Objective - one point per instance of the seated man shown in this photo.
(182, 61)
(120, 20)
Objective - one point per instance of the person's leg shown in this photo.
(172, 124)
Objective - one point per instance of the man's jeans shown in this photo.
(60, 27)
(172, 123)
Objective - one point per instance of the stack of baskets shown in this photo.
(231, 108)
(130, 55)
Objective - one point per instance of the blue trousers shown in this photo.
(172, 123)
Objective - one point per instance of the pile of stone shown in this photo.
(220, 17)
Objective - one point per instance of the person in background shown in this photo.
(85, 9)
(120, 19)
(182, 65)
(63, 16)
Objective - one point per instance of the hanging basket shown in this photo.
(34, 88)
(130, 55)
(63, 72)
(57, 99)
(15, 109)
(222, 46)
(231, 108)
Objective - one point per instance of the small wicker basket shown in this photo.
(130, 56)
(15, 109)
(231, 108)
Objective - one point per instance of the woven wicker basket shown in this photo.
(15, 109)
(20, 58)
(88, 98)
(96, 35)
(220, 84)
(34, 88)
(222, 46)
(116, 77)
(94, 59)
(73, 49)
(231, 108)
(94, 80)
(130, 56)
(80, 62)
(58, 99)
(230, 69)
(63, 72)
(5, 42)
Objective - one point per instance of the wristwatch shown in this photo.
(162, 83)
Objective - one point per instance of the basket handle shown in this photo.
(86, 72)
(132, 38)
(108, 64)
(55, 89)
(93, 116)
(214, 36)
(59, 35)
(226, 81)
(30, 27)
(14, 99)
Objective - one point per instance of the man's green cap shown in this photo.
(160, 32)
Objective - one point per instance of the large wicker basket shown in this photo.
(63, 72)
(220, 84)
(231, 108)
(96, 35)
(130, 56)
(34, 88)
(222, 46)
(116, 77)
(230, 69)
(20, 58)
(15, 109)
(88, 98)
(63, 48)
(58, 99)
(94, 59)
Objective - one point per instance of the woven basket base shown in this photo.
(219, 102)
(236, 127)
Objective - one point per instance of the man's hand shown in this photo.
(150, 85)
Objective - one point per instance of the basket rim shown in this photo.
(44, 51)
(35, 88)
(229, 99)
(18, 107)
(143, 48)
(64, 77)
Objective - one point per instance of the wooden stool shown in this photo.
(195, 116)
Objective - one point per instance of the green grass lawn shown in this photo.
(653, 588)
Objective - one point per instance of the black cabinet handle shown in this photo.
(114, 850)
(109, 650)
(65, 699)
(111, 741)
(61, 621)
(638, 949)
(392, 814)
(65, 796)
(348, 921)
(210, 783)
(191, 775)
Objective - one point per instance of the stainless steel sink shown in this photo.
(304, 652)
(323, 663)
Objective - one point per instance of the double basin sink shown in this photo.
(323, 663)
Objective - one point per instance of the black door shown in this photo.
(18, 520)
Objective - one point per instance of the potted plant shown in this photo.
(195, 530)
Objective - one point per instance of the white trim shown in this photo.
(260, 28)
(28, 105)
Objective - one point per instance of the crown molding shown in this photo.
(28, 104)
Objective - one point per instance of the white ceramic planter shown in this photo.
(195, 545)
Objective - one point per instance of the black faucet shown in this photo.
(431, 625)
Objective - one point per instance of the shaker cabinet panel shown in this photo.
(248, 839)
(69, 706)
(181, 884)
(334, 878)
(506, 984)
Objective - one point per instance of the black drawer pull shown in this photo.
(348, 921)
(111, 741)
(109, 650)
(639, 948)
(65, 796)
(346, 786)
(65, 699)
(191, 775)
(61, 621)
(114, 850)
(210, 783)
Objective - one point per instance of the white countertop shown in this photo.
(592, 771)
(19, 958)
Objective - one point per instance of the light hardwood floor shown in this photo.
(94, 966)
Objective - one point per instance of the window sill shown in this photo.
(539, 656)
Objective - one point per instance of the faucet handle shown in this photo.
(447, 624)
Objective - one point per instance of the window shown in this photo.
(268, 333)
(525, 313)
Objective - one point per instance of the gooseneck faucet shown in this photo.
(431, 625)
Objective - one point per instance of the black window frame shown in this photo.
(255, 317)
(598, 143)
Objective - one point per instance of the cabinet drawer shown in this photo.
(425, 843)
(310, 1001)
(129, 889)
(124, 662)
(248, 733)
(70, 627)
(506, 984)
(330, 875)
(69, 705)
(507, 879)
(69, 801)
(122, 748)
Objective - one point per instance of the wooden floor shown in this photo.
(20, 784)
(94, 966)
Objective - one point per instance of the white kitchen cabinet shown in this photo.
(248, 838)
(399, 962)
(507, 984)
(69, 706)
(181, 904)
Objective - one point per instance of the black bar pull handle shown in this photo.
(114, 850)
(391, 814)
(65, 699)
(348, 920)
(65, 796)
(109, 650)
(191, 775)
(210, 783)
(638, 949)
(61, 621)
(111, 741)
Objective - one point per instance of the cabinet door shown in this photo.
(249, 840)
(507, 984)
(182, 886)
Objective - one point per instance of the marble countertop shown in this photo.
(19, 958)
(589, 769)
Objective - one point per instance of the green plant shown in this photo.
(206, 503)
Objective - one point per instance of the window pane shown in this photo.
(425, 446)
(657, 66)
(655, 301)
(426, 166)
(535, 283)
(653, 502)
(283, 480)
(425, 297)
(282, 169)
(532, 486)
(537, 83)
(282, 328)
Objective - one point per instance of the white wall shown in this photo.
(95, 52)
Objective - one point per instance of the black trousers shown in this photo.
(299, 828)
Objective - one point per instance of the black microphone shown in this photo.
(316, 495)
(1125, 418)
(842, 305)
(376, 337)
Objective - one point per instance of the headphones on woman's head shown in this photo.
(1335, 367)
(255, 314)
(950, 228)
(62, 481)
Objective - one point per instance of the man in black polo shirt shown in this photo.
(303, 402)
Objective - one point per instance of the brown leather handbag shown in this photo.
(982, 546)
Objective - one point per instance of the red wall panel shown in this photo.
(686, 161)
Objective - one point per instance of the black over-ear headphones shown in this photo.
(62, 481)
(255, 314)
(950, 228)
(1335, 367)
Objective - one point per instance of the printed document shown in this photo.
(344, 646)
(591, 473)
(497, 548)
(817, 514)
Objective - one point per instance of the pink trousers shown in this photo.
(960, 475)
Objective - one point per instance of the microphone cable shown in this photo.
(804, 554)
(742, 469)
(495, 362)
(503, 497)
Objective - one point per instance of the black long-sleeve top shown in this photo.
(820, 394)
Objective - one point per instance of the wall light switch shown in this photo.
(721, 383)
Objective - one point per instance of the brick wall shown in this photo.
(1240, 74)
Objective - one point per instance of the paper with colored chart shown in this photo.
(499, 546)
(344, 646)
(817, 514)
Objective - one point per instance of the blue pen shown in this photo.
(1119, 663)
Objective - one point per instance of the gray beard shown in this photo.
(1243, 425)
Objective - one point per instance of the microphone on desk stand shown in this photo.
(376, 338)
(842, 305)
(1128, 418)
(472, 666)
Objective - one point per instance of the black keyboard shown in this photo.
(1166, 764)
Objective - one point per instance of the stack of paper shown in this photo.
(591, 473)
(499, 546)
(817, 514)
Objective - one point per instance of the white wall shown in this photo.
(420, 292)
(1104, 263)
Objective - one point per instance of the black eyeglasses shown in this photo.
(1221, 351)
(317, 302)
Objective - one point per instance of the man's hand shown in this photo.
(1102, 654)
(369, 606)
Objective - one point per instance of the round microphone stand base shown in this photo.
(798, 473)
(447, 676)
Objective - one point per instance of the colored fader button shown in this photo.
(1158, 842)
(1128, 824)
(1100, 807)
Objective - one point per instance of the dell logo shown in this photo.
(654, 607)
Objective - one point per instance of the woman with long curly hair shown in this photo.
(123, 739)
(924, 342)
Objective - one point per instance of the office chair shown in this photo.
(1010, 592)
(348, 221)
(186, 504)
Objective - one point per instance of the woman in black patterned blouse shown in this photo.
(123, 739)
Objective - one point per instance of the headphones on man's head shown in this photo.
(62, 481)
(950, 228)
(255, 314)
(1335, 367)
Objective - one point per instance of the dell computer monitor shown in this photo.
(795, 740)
++++++++
# ABOUT THIS EXERCISE:
Only the lines from the one with "Objective - one point per instance of the dell computer" through the last line of the material above are to be duplicated, exactly and with both ends kept.

# SOLUTION BELOW:
Objective - one point per instance of the dell computer monitor shown in this photo.
(795, 740)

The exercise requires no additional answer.